Yes, that’s an AK-47. First produced by the Soviet Union, they’ve long outlasted the country and ideology that gave birth to this weapon. It’s currently estimated that almost one in five of all the firearms in the world is an AK-47. In Kenya, as of 2005, it costs four cows.It’s a perfect example of how a successful invention (tech or otherwise) becomes extremely infectious.

Other automatic weapons are more powerful, more accurate and arguably better. But few are as legendarily reliable, easy to replicate or, importantly, as powerful in the hands of relatively untrained users. Local gunsmiths in Pakistan or Africa can crank the things out, as they don’t require a particularly high-level of technology to reproduce. The fact they’re more low-tech than the AR-15/M-16 family, for example, is actually one reason for their success.

To millions, it’s less important to have a state-of-the-art weapon than it is to have one that’s good enough and always works. In more prosperous countries, the AK-47 has become synonymous with extremism and strife, to others around the globe it’s an invaluable method of protection in a world that remains extremely violent. That speaks to another important aspect: it fills a niche that everyone needs, and does it in a way that doesn’t rely on harder to construct things like widespread government authority.

Not all similarly successful innovations are bloody in nature, however, so, for the second example, let’s look at something more life-affirming.


Norman Borlaug is one of history’s great movers, but what he wrought is so utterly pervasive that few people even know how much it’s changed the planet. Between 1943 and the late ’70s, Borlaug led the way in introducing hardier, higher-yield strains of grain around the world, along with more modern farming methods.

The resulting Green Revolution saved billions of people from starvation and turned many countries from teetering on the brink of famine to self-sufficiency, even exporting crops they once lacked.

Exercises:
• a. Retype the part of the text on the AK-47 that begins at the words "Yes, that’s an" and stops after the words "becomes extremely infectious.".
• b. According to the text on the AK-47, what did an AK-47 cost in Kenya as of 2005?

Referring expression data:
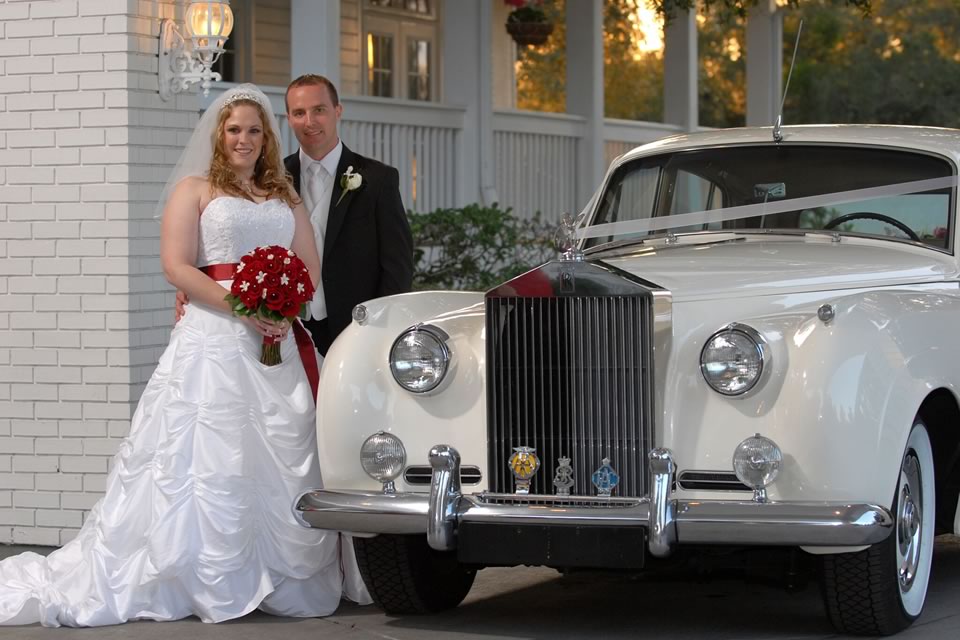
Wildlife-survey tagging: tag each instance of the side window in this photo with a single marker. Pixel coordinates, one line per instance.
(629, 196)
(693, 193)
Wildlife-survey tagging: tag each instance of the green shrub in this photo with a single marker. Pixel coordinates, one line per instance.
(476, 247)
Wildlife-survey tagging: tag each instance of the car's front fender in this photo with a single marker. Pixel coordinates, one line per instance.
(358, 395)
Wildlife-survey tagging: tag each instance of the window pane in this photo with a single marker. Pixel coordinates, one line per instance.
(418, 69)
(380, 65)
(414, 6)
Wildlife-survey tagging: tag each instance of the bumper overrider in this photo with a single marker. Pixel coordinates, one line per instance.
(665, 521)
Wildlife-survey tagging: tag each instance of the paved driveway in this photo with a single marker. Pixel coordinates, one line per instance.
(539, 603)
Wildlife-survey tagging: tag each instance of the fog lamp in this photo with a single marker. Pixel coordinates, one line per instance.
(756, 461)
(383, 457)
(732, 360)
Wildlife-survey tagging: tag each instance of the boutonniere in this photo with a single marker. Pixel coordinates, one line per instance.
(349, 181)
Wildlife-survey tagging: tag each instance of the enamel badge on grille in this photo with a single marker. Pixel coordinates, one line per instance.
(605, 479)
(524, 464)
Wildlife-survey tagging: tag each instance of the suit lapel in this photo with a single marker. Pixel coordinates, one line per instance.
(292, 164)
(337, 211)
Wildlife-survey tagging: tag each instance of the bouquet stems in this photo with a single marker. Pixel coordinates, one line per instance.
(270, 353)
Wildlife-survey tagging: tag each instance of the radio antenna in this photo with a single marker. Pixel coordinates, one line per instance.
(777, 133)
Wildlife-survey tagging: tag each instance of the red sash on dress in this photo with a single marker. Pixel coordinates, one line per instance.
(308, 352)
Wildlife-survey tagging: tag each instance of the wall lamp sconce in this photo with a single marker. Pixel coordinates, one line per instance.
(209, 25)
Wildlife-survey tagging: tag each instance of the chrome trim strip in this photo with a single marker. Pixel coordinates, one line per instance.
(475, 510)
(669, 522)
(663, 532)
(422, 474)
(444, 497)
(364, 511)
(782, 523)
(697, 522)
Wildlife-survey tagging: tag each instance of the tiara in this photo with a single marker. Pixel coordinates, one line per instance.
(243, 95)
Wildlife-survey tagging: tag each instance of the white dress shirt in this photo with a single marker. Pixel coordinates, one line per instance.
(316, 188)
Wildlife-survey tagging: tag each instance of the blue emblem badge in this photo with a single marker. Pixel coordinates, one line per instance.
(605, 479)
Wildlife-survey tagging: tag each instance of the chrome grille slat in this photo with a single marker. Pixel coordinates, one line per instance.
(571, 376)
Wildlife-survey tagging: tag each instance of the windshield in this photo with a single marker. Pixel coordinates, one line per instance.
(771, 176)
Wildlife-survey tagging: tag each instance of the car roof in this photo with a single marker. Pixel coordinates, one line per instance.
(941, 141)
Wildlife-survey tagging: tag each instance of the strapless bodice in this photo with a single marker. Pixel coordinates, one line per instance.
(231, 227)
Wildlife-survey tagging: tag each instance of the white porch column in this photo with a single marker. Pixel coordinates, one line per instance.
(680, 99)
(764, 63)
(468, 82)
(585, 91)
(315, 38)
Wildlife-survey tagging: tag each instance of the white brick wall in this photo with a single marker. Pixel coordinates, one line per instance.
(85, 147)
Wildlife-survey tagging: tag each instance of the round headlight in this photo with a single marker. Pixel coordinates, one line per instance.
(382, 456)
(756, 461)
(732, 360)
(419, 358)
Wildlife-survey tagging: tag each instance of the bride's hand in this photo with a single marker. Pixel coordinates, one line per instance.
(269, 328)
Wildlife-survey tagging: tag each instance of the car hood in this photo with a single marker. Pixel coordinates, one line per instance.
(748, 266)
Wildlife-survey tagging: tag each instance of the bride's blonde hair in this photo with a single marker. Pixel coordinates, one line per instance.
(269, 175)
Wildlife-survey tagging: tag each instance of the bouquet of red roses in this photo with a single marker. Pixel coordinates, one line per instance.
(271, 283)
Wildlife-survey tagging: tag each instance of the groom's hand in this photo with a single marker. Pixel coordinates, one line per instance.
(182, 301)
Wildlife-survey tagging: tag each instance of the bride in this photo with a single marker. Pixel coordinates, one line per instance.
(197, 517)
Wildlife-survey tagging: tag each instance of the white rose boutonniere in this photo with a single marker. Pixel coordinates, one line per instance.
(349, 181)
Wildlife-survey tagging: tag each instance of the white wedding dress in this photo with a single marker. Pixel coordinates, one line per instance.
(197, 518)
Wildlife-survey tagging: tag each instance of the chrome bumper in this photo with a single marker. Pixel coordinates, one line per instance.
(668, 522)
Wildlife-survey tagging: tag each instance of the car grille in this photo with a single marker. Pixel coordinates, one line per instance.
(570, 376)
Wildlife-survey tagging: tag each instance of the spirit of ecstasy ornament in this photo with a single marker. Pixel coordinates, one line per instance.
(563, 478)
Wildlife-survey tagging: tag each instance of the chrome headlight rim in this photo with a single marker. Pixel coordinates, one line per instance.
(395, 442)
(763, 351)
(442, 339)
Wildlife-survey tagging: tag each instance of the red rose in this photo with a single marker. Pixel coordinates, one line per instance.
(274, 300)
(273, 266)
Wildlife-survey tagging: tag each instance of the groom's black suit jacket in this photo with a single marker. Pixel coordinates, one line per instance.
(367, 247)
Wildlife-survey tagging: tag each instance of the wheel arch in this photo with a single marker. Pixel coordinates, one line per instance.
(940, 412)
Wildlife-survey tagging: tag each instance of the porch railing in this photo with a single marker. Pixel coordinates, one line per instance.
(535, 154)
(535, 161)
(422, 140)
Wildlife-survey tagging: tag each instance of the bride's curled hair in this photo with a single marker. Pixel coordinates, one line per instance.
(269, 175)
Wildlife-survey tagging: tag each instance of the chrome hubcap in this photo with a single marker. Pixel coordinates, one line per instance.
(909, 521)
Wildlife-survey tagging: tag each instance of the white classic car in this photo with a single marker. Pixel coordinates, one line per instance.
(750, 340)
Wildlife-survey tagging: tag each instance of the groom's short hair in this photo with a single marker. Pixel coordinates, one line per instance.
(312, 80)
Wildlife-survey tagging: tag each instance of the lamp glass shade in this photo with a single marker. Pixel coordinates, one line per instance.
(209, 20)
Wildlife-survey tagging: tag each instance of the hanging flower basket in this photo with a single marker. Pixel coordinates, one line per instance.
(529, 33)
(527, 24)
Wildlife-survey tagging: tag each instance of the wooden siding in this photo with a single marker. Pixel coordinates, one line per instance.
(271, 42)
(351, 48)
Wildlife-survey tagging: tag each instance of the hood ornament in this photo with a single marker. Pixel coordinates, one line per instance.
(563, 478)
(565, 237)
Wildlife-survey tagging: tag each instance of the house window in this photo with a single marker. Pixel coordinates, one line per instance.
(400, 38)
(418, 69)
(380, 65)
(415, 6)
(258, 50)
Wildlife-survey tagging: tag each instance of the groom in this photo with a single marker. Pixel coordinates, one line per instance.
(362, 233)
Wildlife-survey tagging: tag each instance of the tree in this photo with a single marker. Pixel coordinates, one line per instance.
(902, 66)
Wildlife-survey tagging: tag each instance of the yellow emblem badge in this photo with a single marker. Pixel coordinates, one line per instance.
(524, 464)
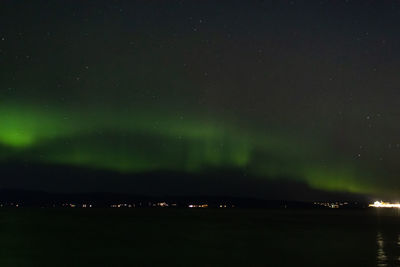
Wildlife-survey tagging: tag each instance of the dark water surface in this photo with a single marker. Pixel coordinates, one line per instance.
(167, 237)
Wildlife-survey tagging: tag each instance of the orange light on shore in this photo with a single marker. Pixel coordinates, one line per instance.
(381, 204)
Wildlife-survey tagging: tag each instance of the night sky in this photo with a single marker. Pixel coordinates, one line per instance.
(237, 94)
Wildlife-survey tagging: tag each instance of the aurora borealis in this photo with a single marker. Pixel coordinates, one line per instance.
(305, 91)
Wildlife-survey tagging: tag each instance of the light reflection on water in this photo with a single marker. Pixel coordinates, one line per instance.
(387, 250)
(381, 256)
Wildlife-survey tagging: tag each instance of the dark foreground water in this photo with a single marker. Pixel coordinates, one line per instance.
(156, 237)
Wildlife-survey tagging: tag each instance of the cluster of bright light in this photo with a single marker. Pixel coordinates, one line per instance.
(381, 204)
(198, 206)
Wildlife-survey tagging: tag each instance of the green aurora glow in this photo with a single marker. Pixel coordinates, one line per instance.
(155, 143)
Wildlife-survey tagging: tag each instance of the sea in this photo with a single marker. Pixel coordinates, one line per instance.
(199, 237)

Problem solutions:
• a.
Yes, that’s an AK-47. First produced by the Soviet Union, they’ve long outlasted the country and ideology that gave birth to this weapon. It’s currently estimated that almost one in five of all the firearms in the world is an AK-47. In Kenya, as of 2005, it costs four cows.It’s a perfect example of how a successful invention (tech or otherwise) becomes extremely infectious.

• b. Four cows.